──────── Records for this task

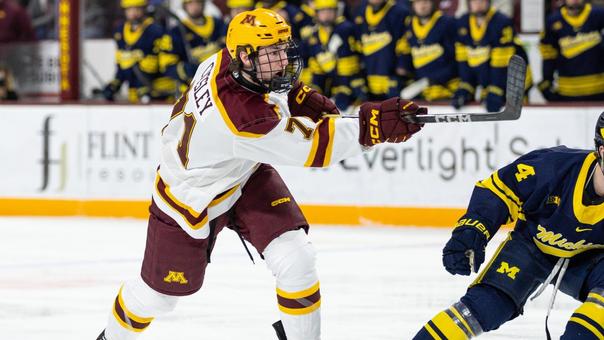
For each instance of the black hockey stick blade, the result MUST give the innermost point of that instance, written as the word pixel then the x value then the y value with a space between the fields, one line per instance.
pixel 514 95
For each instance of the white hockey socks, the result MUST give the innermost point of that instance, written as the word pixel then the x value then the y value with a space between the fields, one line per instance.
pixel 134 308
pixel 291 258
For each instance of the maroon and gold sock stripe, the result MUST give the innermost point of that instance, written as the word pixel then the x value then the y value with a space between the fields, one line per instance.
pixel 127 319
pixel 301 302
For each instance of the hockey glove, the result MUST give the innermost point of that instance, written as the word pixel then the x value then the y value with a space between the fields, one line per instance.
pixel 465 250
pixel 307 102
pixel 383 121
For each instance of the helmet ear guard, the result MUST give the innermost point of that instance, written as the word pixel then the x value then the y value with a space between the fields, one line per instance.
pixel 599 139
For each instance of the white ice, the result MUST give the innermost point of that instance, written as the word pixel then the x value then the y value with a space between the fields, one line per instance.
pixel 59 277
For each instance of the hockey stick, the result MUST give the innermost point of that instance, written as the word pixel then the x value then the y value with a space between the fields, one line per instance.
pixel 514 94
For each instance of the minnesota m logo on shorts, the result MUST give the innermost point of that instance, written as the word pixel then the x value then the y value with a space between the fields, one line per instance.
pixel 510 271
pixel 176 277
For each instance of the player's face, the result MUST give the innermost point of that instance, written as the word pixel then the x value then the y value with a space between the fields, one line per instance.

────────────────

Stated task => Please copy out the material above, swapping "innermost point" for "center point" wherever it appears and changing nothing else. Leave the pictures out.

The completed task =>
For each instance of the black hockey stick blade, the result MUST give the center point of that instance, written as the word pixel then the x value then the y value with a space between the fields, one line per instance.
pixel 514 95
For each instance of the white hockey socks, the result MUST give the center point of that instance, written as the word pixel then the x value then the y value with a space between the fields, one line per instance.
pixel 134 308
pixel 291 258
For each instance of the maroon and gold sock stripe, the result MUST give the center point of that instance, written as the word pixel then the x value then the y value with a space between the fields, one line per instance.
pixel 127 319
pixel 301 302
For each instance of the hockey glove, the result MUST give the center point of that instance, written as the word pixel then the x value then the y value with a space between the fields, one line per instance.
pixel 465 250
pixel 307 102
pixel 383 121
For each instance of the helmet ear guard, the result MUST give the center point of that instance, written as the word pixel then the x value then the y value with a space between the fields, one line per instance.
pixel 599 139
For each instance of the white ice, the result MUST give the center point of that instance, written as the word pixel then the x value then the y value with a space between the fields, one line per instance.
pixel 59 277
For each instance of the hockey stick, the result MUST give the center point of that instance, written as the word pixel then the x value then the y value with a space between the fields, one line per instance.
pixel 514 94
For each instance of the minnesota m logo on shorts, the result MUST give the center point of that instance, written as the word pixel then the x value then the y value with a space between the fields, one line per instance.
pixel 510 271
pixel 176 277
For each instance of the player's face, the result MUST give the center point of that instance, written as the word pixel then the x value then the y value with a space between the fields, one line per instance.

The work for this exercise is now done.